◆ **Exercise brief**:
Lay out these rows as a two-column CSV with headers "prompt" and "outline", one line for each row: the row's full text goes in the first field and its answer in the second, and each field is quoted with line breaks replaced by spaces. Include every row and leave the images out.

◆ **Items**:
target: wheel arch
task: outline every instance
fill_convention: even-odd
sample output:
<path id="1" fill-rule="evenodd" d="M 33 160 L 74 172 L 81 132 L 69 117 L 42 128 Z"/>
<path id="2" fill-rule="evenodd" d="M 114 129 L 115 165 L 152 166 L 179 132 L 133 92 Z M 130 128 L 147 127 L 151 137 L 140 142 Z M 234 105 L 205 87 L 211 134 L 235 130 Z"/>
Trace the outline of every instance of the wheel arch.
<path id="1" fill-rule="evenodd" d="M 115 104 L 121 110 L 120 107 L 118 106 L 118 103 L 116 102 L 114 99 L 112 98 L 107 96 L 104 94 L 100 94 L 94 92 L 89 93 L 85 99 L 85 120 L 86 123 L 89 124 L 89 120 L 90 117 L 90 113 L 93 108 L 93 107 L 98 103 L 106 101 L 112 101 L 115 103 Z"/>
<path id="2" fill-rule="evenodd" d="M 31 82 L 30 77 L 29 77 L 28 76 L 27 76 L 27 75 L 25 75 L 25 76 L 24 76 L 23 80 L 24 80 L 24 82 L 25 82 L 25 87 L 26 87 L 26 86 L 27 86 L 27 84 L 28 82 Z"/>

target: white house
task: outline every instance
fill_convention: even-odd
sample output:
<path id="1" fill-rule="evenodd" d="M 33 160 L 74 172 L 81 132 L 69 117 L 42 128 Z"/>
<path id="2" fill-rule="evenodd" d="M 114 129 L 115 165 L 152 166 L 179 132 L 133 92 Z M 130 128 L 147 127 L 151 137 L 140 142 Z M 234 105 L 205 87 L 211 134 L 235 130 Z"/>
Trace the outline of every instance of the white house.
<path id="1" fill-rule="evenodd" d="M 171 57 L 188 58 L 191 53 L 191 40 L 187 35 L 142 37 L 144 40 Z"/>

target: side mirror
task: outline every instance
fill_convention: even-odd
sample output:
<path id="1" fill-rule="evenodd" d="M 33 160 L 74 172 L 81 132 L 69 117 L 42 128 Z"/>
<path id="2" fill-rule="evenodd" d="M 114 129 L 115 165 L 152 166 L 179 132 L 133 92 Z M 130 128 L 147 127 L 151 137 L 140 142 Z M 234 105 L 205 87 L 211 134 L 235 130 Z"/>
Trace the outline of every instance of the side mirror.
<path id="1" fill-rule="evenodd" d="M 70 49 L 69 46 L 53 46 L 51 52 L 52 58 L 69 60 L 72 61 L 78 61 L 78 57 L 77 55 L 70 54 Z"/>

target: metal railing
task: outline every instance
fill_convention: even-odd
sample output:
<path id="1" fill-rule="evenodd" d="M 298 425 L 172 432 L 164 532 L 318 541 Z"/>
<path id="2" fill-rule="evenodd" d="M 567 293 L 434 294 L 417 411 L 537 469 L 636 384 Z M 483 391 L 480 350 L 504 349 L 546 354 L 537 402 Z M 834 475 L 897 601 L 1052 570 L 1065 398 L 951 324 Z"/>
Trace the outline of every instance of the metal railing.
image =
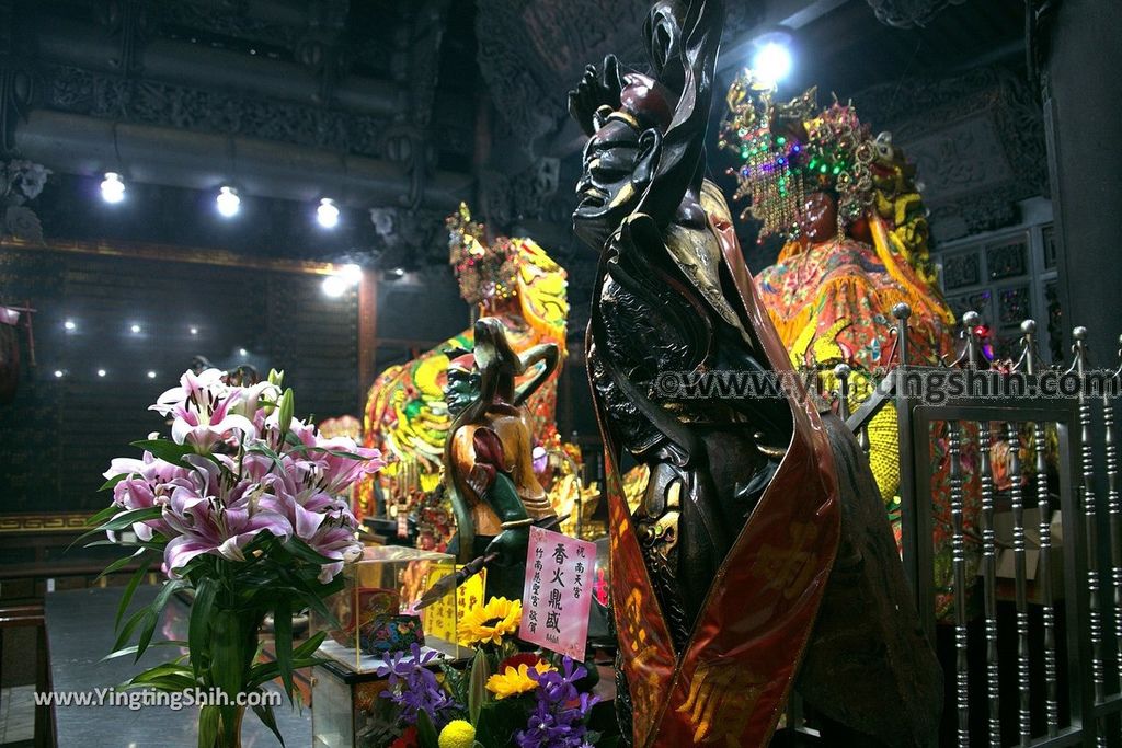
<path id="1" fill-rule="evenodd" d="M 866 449 L 872 418 L 896 410 L 902 560 L 949 684 L 940 744 L 1122 745 L 1122 367 L 1093 372 L 1082 327 L 1074 363 L 1043 366 L 1031 320 L 1021 325 L 1020 358 L 991 362 L 973 312 L 956 360 L 913 367 L 910 310 L 901 304 L 893 315 L 896 366 L 853 413 L 852 371 L 839 364 L 833 375 L 840 415 Z M 956 375 L 965 391 L 931 390 Z M 941 489 L 932 486 L 937 467 L 947 475 Z M 949 504 L 951 612 L 941 622 L 936 493 Z"/>

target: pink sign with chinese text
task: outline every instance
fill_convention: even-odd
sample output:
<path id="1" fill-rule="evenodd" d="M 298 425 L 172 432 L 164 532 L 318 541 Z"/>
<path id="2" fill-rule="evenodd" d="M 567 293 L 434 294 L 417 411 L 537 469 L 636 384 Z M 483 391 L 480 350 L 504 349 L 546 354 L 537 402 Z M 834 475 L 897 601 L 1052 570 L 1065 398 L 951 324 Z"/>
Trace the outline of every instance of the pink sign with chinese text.
<path id="1" fill-rule="evenodd" d="M 518 638 L 585 659 L 596 544 L 530 528 Z"/>

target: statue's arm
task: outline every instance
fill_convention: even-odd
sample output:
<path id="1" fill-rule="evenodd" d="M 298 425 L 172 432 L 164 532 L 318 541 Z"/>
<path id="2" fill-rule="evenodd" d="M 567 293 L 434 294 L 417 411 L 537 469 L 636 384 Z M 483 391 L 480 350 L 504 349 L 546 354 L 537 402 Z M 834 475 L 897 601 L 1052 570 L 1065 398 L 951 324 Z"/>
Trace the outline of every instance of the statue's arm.
<path id="1" fill-rule="evenodd" d="M 724 0 L 693 0 L 686 13 L 682 91 L 670 128 L 662 136 L 662 155 L 651 186 L 636 209 L 662 225 L 674 215 L 699 174 L 724 21 Z"/>
<path id="2" fill-rule="evenodd" d="M 550 378 L 550 375 L 557 370 L 560 359 L 561 352 L 557 343 L 541 343 L 525 351 L 519 357 L 522 372 L 525 372 L 539 361 L 545 366 L 530 381 L 518 387 L 514 395 L 514 405 L 521 406 L 530 399 L 530 396 L 536 393 L 545 384 L 545 380 Z"/>
<path id="3" fill-rule="evenodd" d="M 503 566 L 522 563 L 526 560 L 531 519 L 506 468 L 503 442 L 493 430 L 477 428 L 471 452 L 473 460 L 467 483 L 502 521 L 502 529 L 487 545 L 485 555 L 496 554 L 494 563 Z"/>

◆ **Solution to this exercise**:
prompt,outline
"target: wheel arch task: outline every instance fill_convention: even-odd sample output: <path id=""1"" fill-rule=""evenodd"" d=""M 33 160 L 74 172 L 81 132 L 69 117 L 42 128 Z""/> <path id=""2"" fill-rule=""evenodd"" d=""M 114 129 L 115 165 L 152 166 L 179 132 L 133 92 Z M 130 128 L 147 127 L 151 137 L 140 142 Z M 234 105 L 205 87 L 211 134 L 235 130 Z""/> Trace the outline of every instance of the wheel arch.","<path id=""1"" fill-rule=""evenodd"" d=""M 115 104 L 121 110 L 120 107 L 118 106 L 118 103 L 116 102 L 114 99 L 112 98 L 107 96 L 104 94 L 100 94 L 94 92 L 89 93 L 85 99 L 85 120 L 86 123 L 89 124 L 89 120 L 90 117 L 90 113 L 93 108 L 93 107 L 98 103 L 106 101 L 112 101 L 115 103 Z""/> <path id=""2"" fill-rule=""evenodd"" d=""M 31 82 L 30 77 L 29 77 L 28 76 L 27 76 L 27 75 L 25 75 L 25 76 L 24 76 L 23 80 L 24 80 L 24 82 L 25 82 L 25 87 L 26 87 L 26 86 L 27 86 L 27 84 L 28 82 Z""/>"
"target: white house task: outline every instance fill_convention: even-odd sample output: <path id=""1"" fill-rule=""evenodd"" d=""M 33 160 L 74 172 L 81 132 L 69 117 L 42 128 Z""/> <path id=""2"" fill-rule=""evenodd"" d=""M 114 129 L 115 165 L 152 166 L 179 132 L 133 92 Z M 130 128 L 147 127 L 151 137 L 140 142 Z M 234 105 L 205 87 L 211 134 L 235 130 Z""/> Trace the outline of every instance of the white house.","<path id=""1"" fill-rule=""evenodd"" d=""M 171 57 L 188 58 L 191 53 L 191 40 L 187 35 L 142 37 L 144 40 Z""/>"
"target: side mirror task: outline every instance fill_convention: even-odd sample output: <path id=""1"" fill-rule=""evenodd"" d=""M 33 160 L 74 172 L 81 132 L 69 117 L 42 128 Z""/> <path id=""2"" fill-rule=""evenodd"" d=""M 114 129 L 115 165 L 152 166 L 179 132 L 133 92 Z M 130 128 L 147 127 L 151 137 L 140 142 Z M 234 105 L 205 87 L 211 134 L 235 130 Z""/> Trace the outline of every instance of the side mirror.","<path id=""1"" fill-rule=""evenodd"" d=""M 70 49 L 69 46 L 53 46 L 51 52 L 52 58 L 69 60 L 72 61 L 78 61 L 78 57 L 77 55 L 70 54 Z""/>"
"target: metal railing task: outline every instance fill_convention: even-odd sample output: <path id=""1"" fill-rule=""evenodd"" d=""M 298 425 L 172 432 L 164 532 L 318 541 Z""/> <path id=""2"" fill-rule=""evenodd"" d=""M 567 293 L 434 294 L 417 411 L 537 469 L 636 384 Z M 483 391 L 480 350 L 504 349 L 546 354 L 537 402 Z M 834 475 L 897 601 L 1052 570 L 1065 398 L 951 324 Z""/> Trace the outline of every instance of the metal railing. image =","<path id=""1"" fill-rule=""evenodd"" d=""M 866 449 L 872 418 L 896 410 L 902 560 L 949 684 L 940 744 L 1122 745 L 1122 367 L 1093 372 L 1082 327 L 1074 363 L 1043 366 L 1031 320 L 1021 325 L 1020 358 L 991 362 L 973 312 L 956 360 L 913 367 L 910 310 L 901 304 L 893 315 L 896 366 L 853 413 L 852 371 L 839 364 L 833 375 L 840 415 Z M 956 375 L 965 391 L 931 390 Z M 941 489 L 932 486 L 937 467 L 947 475 Z M 949 504 L 951 612 L 941 622 L 936 493 Z""/>"
"target: pink sign with chinese text task: outline every instance fill_convention: even-odd sample output: <path id=""1"" fill-rule=""evenodd"" d=""M 298 425 L 172 432 L 164 532 L 318 541 Z""/> <path id=""2"" fill-rule=""evenodd"" d=""M 567 293 L 434 294 L 417 411 L 537 469 L 636 384 Z M 483 391 L 480 350 L 504 349 L 546 354 L 537 402 Z M 834 475 L 897 601 L 1052 570 L 1065 398 L 951 324 Z""/> Trace the outline of every instance of the pink sign with chinese text.","<path id=""1"" fill-rule=""evenodd"" d=""M 518 638 L 585 659 L 596 544 L 530 528 Z""/>"
"target: statue's arm task: outline every instance fill_convention: even-odd sample output: <path id=""1"" fill-rule=""evenodd"" d=""M 298 425 L 172 432 L 164 532 L 318 541 Z""/> <path id=""2"" fill-rule=""evenodd"" d=""M 567 293 L 434 294 L 417 411 L 537 469 L 636 384 Z M 483 391 L 480 350 L 504 349 L 546 354 L 537 402 Z M 834 475 L 897 601 L 1052 570 L 1065 398 L 951 324 Z""/> Trace the outline of every instance of the statue's arm.","<path id=""1"" fill-rule=""evenodd"" d=""M 724 0 L 693 0 L 686 13 L 682 91 L 670 128 L 662 136 L 662 155 L 651 186 L 636 209 L 662 225 L 674 215 L 699 174 L 724 21 Z""/> <path id=""2"" fill-rule=""evenodd"" d=""M 550 378 L 550 375 L 557 370 L 560 359 L 561 352 L 557 343 L 541 343 L 525 351 L 519 357 L 522 372 L 525 372 L 539 361 L 545 366 L 530 381 L 518 387 L 514 395 L 514 405 L 521 406 L 530 399 L 530 396 L 536 393 L 545 384 L 545 380 Z""/> <path id=""3"" fill-rule=""evenodd"" d=""M 503 566 L 522 563 L 526 560 L 531 519 L 506 468 L 503 442 L 493 430 L 477 428 L 471 452 L 473 460 L 467 483 L 502 521 L 502 529 L 487 545 L 485 555 L 496 554 L 494 563 Z""/>"